[Stored entries]

____________________

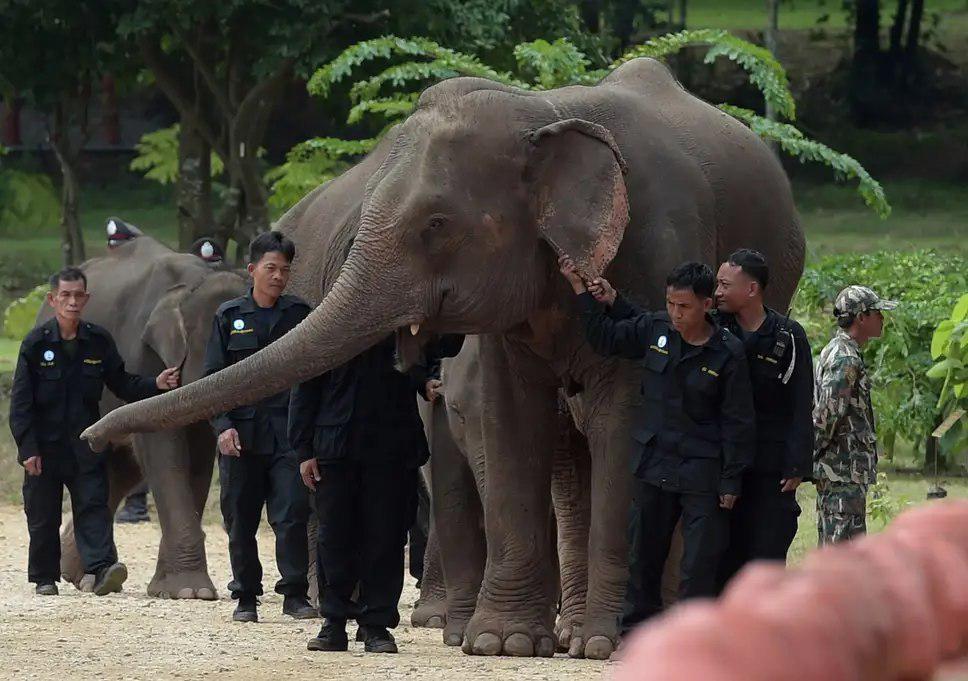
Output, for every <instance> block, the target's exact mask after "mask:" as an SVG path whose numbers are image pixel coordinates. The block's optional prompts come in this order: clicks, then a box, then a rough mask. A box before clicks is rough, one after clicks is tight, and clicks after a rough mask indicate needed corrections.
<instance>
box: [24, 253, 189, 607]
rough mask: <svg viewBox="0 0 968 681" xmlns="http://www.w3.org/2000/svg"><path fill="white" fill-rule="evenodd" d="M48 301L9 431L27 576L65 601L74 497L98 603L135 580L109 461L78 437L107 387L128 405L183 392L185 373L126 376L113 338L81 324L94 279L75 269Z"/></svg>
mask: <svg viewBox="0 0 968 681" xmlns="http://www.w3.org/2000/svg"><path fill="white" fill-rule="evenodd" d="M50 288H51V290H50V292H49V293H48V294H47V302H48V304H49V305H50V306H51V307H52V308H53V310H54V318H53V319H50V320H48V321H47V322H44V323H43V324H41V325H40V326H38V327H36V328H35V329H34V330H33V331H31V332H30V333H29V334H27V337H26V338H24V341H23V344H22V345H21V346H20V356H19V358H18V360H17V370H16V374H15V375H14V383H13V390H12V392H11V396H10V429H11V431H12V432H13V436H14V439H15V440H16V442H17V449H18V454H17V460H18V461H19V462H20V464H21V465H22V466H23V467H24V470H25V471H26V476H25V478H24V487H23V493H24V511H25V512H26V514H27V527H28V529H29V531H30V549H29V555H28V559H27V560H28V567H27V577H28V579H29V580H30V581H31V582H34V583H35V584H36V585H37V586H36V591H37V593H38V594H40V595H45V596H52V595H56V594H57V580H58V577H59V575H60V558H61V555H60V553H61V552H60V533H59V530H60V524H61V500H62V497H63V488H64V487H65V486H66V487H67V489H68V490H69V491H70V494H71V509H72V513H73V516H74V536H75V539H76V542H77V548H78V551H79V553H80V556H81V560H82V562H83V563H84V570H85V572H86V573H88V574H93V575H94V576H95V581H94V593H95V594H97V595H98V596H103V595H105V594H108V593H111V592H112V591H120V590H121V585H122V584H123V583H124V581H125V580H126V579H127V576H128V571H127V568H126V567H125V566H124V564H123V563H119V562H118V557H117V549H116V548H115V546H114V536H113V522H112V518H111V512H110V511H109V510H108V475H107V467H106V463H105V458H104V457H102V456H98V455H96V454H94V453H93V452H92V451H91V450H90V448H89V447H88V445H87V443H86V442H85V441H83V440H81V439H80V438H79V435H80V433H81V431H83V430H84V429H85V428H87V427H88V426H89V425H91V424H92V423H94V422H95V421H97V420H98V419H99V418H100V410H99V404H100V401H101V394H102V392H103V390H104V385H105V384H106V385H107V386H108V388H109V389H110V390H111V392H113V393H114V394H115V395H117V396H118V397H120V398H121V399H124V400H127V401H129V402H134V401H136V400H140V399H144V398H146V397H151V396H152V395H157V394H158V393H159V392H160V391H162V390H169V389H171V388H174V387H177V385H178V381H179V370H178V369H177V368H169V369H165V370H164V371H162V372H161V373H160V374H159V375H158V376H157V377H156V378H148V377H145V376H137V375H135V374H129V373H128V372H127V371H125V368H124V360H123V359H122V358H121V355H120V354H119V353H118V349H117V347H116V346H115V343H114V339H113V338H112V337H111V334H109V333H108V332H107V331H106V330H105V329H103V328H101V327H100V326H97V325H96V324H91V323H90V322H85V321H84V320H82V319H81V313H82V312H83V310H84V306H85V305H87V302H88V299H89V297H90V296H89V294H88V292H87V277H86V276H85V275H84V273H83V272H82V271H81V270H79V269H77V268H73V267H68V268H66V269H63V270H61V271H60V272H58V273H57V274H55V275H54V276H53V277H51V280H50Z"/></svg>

____________________

• _Request_: Count how many lines of the records above contain the string "instance", and give only that number.

• _Reply_: 2